Skip to content
New issue

Have a question about this project? Sign up for a free GitHub account to open an issue and contact its maintainers and the community.

By clicking “Sign up for GitHub”, you agree to our terms of service and privacy statement. We’ll occasionally send you account related emails.

Already on GitHub? Sign in to your account

Limit Cache Size on Disk #18045

Open
yyilong335 opened this issue Nov 20, 2024 · 9 comments
Open

Limit Cache Size on Disk #18045

yyilong335 opened this issue Nov 20, 2024 · 9 comments
Labels
question Further information is requested

Comments

@yyilong335
Copy link

Dear Developers,

I am using CodeQL to analyze my database. In the command, I use --max-disk-cache=200000 to specify the maximum disk space the cache would take in this query. However, when it finishes, the cache is taking to 1.3TB.

Would --max-disk-cache limit the disk to use? Or is there any other command to resolve this issue?

Thank you so much.

@yyilong335 yyilong335 added the question Further information is requested label Nov 20, 2024
@aibaars
Copy link
Contributor

aibaars commented Nov 20, 2024

Thanks for reporting. I would have expected the disk cache to be limited to 200G . Could you share which folders of the codeql database and cache are larger than expected? If you are using Linux or macOS then the du command can be used to print some reports. For example (replace my-database with the folder of your codeql database, and if needed replace cpp with the language you are analyzing) :

du -sh my-database/db-cpp/default/*
du -sh my-database/db-cpp/default/cache/*

@yyilong335
Copy link
Author

Thank you for the attention to this issue! The page directory is abnormal.

I get:
2.0T default/cache/page

Thanks.

@aibaars
Copy link
Contributor

aibaars commented Nov 20, 2024

Could you get a more detailed du report for the page folder? Like du -sh default/cache/page/* or without the -s : du -h default/cache/page . Just to figure out if all page file are large or whether there are only a couple that take up all the space.

@yyilong335
Copy link
Author

Sure.

ls -l | wc -l shows there are 579 items.

* **PROBLEM DESCRIPTION**
Extend the GitHub issue thread about CodeQL's disk cache growing past its set limit, starting right after its last line.

* **EXTRACTED MATERIAL**
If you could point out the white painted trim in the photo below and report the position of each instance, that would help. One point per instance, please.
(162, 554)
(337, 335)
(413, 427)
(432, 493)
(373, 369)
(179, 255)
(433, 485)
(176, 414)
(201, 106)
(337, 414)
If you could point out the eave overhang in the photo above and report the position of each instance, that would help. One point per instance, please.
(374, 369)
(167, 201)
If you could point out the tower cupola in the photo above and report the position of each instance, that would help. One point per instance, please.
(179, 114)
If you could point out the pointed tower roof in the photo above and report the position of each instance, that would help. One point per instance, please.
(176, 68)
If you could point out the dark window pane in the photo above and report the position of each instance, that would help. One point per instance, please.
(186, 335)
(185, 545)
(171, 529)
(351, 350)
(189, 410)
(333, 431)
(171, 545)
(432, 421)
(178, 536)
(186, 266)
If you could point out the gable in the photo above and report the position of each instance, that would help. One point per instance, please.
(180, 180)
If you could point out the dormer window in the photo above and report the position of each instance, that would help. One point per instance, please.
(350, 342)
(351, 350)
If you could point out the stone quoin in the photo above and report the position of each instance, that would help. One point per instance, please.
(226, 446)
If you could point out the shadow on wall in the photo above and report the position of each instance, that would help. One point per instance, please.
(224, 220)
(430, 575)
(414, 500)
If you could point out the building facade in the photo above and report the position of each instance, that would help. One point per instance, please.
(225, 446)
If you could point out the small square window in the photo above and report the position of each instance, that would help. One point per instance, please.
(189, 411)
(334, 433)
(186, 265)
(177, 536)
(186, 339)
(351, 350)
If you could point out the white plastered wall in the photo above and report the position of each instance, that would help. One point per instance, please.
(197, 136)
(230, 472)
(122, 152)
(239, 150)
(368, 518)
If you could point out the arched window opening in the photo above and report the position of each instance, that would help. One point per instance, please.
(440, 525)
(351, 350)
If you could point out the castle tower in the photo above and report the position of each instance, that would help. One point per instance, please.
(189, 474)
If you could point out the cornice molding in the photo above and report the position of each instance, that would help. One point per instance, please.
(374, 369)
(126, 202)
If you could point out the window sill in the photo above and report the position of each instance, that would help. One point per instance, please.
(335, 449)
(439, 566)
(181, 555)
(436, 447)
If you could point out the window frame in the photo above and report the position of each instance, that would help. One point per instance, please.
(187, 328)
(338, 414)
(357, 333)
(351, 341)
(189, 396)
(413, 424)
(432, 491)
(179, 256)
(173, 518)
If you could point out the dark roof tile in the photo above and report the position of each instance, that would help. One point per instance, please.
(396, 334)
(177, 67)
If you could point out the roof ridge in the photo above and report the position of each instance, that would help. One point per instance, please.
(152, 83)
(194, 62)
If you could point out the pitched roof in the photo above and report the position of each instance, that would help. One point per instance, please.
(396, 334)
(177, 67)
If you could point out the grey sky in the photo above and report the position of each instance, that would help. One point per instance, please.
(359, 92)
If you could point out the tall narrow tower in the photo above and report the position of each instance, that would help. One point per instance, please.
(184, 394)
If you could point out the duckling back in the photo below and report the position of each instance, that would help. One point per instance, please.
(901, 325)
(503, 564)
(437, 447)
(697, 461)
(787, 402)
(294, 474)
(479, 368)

* **WRITTEN ANSWER**
du -sh * | sort -hr | head -n 10 shows the top 10 big items:

8.3G    30                                                                                                                
8.2G    fc                                                                                                                
8.2G    f2                                                                                                                
8.2G    ee                                                                                                                
8.2G    e8                                                                                                                
8.2G    e2                                                                                                                
8.2G    e1                                                                                                                
8.2G    df                                                                                                                
8.2G    de                                                                                                                
8.2G    d7

I checked 30 and fc. They are directories containing more than 500 items. The organization is just like /pages. Could it be a recursively creating pages issue?

@yyilong335
Copy link
Author

I did a quick estimate myself. It seems to me that half of the items under pages/ are directories which take a lot of space, another half is the .pack which are small. Say one such directory is 8GB, and there are more than 200 of that, so it is nearly 2TB. And the pages directory is 2TB. Hence I believe it's too many such big directories to take space.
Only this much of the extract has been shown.